* **EXERCISE BRIEF**:
Starting at the line with "Target | dirt patch in yard" and going on through the line with "Target | white french door", reproduce each line in the records below exactly and nothing more.
━━━ SOURCE INFORMATION
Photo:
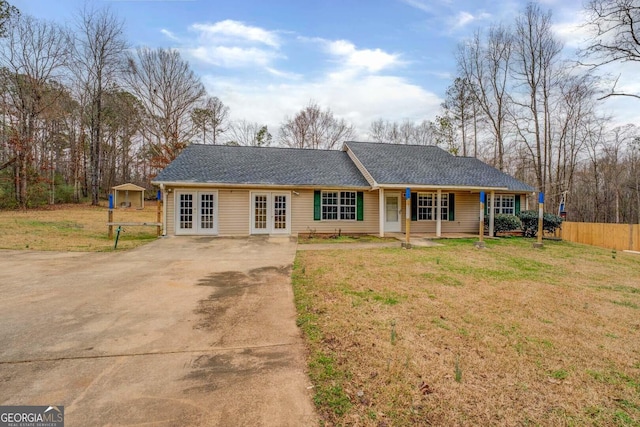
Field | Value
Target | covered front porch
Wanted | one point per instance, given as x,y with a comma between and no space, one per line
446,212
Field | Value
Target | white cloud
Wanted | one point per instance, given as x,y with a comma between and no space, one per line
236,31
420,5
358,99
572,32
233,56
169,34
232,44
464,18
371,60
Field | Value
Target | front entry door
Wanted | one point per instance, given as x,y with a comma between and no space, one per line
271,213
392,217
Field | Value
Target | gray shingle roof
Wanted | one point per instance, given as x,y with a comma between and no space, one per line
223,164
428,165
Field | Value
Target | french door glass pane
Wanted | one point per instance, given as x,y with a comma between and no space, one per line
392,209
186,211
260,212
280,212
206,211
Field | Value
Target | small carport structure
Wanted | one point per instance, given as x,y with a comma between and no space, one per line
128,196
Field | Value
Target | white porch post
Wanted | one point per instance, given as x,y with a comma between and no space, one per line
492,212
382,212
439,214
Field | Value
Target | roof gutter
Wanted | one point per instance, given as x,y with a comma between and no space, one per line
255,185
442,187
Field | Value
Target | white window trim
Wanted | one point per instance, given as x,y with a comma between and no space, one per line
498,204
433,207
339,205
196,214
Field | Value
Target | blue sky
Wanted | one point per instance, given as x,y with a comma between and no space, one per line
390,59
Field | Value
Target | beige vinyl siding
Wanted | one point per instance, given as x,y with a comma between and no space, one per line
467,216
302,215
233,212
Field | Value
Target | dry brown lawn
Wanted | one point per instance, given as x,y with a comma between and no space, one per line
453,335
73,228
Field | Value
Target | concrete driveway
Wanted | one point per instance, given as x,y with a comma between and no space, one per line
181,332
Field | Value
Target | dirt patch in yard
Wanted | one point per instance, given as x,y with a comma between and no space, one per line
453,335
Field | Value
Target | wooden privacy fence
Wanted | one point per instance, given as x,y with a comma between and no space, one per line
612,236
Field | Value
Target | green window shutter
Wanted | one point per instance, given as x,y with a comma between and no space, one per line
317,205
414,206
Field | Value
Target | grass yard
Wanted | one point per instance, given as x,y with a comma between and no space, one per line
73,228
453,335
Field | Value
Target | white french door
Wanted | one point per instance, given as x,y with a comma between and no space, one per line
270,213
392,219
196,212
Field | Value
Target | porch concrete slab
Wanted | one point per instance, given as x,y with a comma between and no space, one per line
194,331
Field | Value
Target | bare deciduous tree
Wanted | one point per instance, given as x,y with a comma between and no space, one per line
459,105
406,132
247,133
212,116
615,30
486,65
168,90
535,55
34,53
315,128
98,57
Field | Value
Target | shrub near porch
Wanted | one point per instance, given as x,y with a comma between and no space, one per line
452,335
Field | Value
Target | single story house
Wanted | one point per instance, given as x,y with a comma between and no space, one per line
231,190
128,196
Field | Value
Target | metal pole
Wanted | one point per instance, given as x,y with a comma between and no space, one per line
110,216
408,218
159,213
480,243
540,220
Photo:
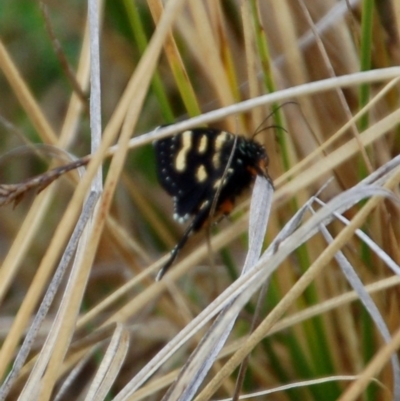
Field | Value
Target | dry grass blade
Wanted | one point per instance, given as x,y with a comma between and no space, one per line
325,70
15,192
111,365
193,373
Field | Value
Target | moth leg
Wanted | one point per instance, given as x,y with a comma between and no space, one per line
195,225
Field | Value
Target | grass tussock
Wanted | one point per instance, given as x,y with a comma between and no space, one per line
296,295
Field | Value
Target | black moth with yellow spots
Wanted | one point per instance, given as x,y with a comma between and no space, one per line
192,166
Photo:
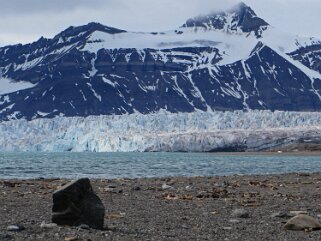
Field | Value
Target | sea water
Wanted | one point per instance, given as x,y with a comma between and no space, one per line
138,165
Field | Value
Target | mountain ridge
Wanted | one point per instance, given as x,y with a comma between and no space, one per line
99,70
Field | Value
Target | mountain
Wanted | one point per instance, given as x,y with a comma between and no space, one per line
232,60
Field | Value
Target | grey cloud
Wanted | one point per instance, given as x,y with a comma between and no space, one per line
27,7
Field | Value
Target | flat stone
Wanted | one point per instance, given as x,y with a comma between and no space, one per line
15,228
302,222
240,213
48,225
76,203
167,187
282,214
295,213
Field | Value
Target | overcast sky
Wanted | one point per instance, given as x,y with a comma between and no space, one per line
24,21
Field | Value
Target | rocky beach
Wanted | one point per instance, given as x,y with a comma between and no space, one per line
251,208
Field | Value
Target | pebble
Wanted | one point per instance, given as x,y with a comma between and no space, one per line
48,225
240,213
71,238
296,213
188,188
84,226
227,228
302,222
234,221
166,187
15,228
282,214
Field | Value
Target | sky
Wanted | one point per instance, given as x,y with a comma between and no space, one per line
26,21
━━━━━━
* **SOLUTION TO THIS EXERCISE**:
Target | dirt patch in yard
Wanted | one point per instance, given as x,y with a comma between and no space, one per line
453,335
Field | Value
Target | wooden privacy fence
Wanted | one point per instance, given as x,y with a comma between and no space, one per line
612,236
Field | Value
Target | green window shutter
Wanted | one point per instance, given as x,y with a comma between and no space, one per line
317,205
414,206
Field | Value
Target | grass yard
Wanted | one point per instance, given as x,y with a comma between and no space, one per line
73,228
453,335
Field | Value
Target | white french door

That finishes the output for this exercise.